RECORDS TO PROCESS
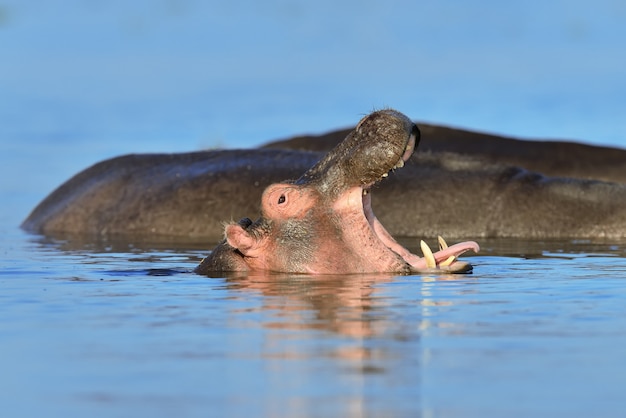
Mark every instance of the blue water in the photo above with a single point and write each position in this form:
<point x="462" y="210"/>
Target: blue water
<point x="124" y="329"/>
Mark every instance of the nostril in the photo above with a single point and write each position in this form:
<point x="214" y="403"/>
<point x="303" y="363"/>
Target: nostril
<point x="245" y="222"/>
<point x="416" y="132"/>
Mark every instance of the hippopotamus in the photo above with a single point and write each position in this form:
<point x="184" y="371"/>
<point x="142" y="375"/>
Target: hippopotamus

...

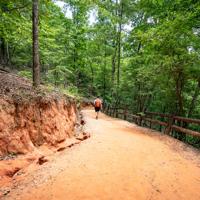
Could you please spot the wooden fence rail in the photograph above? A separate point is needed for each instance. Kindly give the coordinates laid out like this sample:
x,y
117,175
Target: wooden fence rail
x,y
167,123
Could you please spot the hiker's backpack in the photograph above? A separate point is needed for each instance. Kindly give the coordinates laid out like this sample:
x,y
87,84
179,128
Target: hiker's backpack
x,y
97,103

WHAT THE TASK ASKS
Output the lines above between the one holding "Mark every instance of the blue" and the one holding "Target: hippopotamus", inclusive, with nothing before or after them.

EXPECTED ANSWER
Mark every instance of the blue water in the photo above with a single point and write each position in this form:
<point x="462" y="210"/>
Target: blue water
<point x="124" y="329"/>
Mark every instance of the nostril in the photo above with a single point and write each position in this form:
<point x="214" y="403"/>
<point x="303" y="363"/>
Target: nostril
<point x="245" y="222"/>
<point x="416" y="132"/>
Mark every instance of the hippopotamus in the photo above with a single point and write each position in this form:
<point x="184" y="371"/>
<point x="142" y="375"/>
Target: hippopotamus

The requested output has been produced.